Instructions to follow:
Copy all of the material below word for word, leaving out the pictures.

Dataset content:
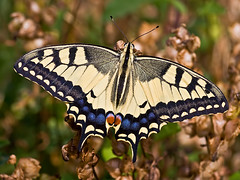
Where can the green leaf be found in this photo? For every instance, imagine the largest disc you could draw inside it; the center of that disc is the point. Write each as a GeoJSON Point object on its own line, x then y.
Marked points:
{"type": "Point", "coordinates": [119, 8]}
{"type": "Point", "coordinates": [168, 130]}
{"type": "Point", "coordinates": [4, 142]}
{"type": "Point", "coordinates": [179, 6]}
{"type": "Point", "coordinates": [210, 7]}
{"type": "Point", "coordinates": [235, 176]}
{"type": "Point", "coordinates": [193, 157]}
{"type": "Point", "coordinates": [107, 150]}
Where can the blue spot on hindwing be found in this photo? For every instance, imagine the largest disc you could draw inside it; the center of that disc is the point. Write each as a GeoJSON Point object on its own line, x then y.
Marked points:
{"type": "Point", "coordinates": [91, 117]}
{"type": "Point", "coordinates": [151, 116]}
{"type": "Point", "coordinates": [126, 124]}
{"type": "Point", "coordinates": [143, 120]}
{"type": "Point", "coordinates": [85, 109]}
{"type": "Point", "coordinates": [101, 119]}
{"type": "Point", "coordinates": [135, 126]}
{"type": "Point", "coordinates": [81, 102]}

Correct response:
Where can the green leaf be found in this photo? For every instance, imagine the largest disc you could draw inside it; the center of that disc is the point. Write each as a GeoJSON Point object on its own line, x then y.
Marked points:
{"type": "Point", "coordinates": [119, 8]}
{"type": "Point", "coordinates": [168, 130]}
{"type": "Point", "coordinates": [4, 142]}
{"type": "Point", "coordinates": [179, 6]}
{"type": "Point", "coordinates": [210, 7]}
{"type": "Point", "coordinates": [235, 176]}
{"type": "Point", "coordinates": [193, 157]}
{"type": "Point", "coordinates": [107, 150]}
Where can the blue spot on hindwing be found in this photo? For every instance, imagine the largest disc you could draw inside it; the center of that disc is the point. Write each as a GeoJSON Point object on its own line, x then y.
Marked points:
{"type": "Point", "coordinates": [91, 117]}
{"type": "Point", "coordinates": [151, 116]}
{"type": "Point", "coordinates": [126, 124]}
{"type": "Point", "coordinates": [143, 120]}
{"type": "Point", "coordinates": [85, 109]}
{"type": "Point", "coordinates": [101, 119]}
{"type": "Point", "coordinates": [135, 126]}
{"type": "Point", "coordinates": [81, 102]}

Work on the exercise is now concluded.